===== Record set

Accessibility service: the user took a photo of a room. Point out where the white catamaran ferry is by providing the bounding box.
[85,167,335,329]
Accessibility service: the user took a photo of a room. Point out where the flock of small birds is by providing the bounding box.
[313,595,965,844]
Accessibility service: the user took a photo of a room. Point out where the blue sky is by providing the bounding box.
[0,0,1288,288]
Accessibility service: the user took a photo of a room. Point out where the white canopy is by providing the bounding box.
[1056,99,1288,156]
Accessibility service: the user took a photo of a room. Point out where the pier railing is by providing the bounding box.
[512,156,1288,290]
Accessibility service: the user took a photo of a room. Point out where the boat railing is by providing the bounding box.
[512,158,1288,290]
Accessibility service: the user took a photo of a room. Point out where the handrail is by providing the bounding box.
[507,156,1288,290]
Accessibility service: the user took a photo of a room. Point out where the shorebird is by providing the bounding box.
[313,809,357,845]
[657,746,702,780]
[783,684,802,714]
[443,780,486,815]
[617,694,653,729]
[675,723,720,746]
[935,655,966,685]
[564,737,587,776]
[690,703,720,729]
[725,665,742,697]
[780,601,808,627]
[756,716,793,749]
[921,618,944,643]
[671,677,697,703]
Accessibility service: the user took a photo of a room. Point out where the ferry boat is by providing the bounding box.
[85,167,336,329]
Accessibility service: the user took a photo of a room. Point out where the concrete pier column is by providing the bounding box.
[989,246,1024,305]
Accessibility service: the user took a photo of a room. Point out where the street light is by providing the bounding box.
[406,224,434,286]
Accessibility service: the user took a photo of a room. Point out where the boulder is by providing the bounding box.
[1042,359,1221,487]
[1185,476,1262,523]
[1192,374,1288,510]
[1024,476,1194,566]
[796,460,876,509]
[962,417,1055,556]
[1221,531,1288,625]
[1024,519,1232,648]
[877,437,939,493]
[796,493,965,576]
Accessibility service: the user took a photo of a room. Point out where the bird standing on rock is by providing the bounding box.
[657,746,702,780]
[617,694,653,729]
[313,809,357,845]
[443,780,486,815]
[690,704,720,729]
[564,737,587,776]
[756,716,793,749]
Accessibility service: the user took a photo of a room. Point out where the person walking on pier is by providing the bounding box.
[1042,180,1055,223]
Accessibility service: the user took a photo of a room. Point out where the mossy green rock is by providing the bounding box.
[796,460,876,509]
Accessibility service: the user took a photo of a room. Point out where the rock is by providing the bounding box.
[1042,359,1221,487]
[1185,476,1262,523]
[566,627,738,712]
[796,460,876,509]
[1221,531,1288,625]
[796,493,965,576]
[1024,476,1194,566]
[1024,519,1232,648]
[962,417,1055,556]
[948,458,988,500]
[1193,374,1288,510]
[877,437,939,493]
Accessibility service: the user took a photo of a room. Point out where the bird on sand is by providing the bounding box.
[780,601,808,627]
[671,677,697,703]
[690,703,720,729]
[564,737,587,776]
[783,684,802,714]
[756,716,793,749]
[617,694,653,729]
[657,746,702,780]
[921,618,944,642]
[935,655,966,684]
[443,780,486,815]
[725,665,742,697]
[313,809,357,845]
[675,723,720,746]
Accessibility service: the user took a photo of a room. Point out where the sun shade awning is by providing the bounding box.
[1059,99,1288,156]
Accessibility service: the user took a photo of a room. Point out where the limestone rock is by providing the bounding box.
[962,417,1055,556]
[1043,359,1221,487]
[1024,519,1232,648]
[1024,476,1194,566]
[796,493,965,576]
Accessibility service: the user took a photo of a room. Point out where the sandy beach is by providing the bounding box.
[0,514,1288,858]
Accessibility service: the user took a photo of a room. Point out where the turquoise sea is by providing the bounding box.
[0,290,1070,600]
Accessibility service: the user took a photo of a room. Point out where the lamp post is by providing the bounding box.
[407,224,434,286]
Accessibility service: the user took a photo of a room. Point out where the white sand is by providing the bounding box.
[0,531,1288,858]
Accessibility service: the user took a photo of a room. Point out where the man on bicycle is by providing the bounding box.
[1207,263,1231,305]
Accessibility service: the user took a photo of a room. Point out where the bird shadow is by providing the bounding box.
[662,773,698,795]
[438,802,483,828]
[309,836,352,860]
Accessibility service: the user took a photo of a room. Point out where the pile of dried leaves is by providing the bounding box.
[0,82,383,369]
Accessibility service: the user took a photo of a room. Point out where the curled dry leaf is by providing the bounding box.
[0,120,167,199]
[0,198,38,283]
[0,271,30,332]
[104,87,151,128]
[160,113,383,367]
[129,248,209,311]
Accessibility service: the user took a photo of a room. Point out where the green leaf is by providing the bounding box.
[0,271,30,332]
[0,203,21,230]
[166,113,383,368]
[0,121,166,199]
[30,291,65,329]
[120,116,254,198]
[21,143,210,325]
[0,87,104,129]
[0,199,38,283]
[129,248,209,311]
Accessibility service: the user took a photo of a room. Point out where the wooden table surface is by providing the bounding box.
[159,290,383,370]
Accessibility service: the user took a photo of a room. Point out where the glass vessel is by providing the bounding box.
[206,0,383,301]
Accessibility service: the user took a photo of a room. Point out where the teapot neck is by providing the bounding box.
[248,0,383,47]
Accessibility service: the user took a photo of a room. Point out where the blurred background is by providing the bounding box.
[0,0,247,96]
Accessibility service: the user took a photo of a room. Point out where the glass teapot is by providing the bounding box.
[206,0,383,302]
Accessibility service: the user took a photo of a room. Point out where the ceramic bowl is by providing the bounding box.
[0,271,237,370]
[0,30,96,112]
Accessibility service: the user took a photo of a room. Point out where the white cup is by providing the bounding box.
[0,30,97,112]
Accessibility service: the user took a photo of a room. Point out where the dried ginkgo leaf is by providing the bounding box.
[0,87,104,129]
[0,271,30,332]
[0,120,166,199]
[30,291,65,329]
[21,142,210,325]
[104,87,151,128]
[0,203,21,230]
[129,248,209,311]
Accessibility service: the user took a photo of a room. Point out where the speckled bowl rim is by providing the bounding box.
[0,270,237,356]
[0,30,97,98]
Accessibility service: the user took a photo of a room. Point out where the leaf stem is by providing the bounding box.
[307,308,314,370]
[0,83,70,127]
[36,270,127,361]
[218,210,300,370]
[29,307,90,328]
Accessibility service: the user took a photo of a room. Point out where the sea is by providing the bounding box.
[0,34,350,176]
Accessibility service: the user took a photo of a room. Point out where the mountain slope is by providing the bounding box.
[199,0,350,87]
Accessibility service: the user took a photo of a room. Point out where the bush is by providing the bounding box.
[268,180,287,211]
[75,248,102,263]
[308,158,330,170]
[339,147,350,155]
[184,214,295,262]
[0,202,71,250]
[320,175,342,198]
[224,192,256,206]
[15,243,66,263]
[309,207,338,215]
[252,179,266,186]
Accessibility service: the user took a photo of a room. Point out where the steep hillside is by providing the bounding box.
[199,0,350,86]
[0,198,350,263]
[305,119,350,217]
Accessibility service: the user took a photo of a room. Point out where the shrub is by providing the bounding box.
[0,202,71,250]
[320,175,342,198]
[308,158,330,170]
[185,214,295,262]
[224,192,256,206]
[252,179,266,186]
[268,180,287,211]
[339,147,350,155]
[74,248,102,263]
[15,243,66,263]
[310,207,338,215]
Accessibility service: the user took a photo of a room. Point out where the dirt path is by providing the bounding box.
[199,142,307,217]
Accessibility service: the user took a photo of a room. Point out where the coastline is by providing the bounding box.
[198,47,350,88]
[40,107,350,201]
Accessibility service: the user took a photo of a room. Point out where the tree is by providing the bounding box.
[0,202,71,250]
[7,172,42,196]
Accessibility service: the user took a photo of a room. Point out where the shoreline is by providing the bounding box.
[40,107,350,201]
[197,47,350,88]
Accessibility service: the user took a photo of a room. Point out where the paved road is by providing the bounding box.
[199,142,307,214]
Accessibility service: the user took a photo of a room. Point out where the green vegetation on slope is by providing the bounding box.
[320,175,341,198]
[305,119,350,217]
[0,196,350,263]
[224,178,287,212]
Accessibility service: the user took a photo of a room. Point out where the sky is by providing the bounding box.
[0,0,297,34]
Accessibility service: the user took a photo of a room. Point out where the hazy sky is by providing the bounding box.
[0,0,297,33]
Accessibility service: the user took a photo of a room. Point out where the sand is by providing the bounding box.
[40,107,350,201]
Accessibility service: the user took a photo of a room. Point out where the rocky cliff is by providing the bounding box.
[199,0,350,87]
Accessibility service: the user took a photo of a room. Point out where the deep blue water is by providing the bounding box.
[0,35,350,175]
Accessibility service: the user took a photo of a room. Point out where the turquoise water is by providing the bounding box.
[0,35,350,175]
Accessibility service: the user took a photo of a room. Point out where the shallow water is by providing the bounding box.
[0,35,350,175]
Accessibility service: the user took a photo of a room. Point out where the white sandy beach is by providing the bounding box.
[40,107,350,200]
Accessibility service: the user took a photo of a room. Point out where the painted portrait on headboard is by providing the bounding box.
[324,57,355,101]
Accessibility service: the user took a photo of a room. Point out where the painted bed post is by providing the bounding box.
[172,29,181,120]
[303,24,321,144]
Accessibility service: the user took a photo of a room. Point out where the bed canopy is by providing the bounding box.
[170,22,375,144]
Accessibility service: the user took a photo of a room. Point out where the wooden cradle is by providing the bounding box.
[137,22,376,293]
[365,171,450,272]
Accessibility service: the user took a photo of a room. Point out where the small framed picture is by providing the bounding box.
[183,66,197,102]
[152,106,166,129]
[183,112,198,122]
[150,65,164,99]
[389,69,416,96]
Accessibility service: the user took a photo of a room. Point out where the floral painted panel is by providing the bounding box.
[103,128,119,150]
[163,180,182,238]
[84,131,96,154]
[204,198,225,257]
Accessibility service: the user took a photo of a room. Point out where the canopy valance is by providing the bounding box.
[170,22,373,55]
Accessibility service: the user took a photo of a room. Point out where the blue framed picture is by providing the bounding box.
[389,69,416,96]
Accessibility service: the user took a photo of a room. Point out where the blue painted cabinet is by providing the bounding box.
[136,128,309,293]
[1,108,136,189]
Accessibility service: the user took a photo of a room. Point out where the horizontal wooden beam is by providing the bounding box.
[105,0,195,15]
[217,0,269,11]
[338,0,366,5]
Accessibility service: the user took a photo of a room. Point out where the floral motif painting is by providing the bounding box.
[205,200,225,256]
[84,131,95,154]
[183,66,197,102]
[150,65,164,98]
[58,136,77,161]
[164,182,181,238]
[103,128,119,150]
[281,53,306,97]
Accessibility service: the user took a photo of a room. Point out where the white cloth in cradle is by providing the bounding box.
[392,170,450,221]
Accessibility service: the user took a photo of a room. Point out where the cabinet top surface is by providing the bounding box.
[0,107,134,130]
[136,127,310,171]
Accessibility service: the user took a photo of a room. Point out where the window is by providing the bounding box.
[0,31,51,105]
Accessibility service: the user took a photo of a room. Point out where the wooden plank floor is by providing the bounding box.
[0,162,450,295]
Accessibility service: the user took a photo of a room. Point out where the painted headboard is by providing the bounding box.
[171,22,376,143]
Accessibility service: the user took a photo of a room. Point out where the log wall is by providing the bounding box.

==========

Written task. Copy out the items word for word, from the line with "pier is by providing the bounding box." up to and including the line with "[0,514,1288,858]".

Exercise output.
Accessibility service: the user took a photo of a room. Point out where the person walking on pier is by providing the bounding box.
[1042,180,1055,223]
Accessibility service: the user took a photo of a room. Point out where the mossy green rock is by providing the bounding box.
[796,460,876,509]
Accessibility service: the user took a photo of a room. Point out where the rock is by providing the bounding box.
[1042,359,1221,487]
[1185,476,1262,523]
[566,627,738,712]
[796,460,876,509]
[1221,531,1288,625]
[796,493,965,576]
[1024,476,1194,566]
[1024,519,1232,648]
[962,417,1055,556]
[948,458,988,500]
[1193,374,1288,510]
[877,437,939,493]
Accessibility service: the user took a photo of a room. Point out where the bird on sand is by providing the bounding box.
[780,601,808,627]
[671,677,697,703]
[690,703,720,729]
[564,737,587,776]
[783,684,802,714]
[756,716,793,749]
[617,694,653,729]
[657,746,702,780]
[921,618,944,642]
[935,655,966,684]
[443,780,486,815]
[725,665,742,697]
[313,809,357,845]
[675,723,720,746]
Accessibility service: the user took a photo of a room. Point out where the sun shade awning is by providing the bounding box.
[1059,99,1288,156]
Accessibility service: the user took a photo of a room. Point out where the limestone rock is by providing the bounding box.
[962,417,1055,556]
[1043,359,1221,487]
[1024,519,1232,648]
[1024,476,1194,566]
[796,493,965,576]
Accessibility service: the user took a photo of a room. Point out where the sandy beach is by providing the bounding box.
[0,514,1288,858]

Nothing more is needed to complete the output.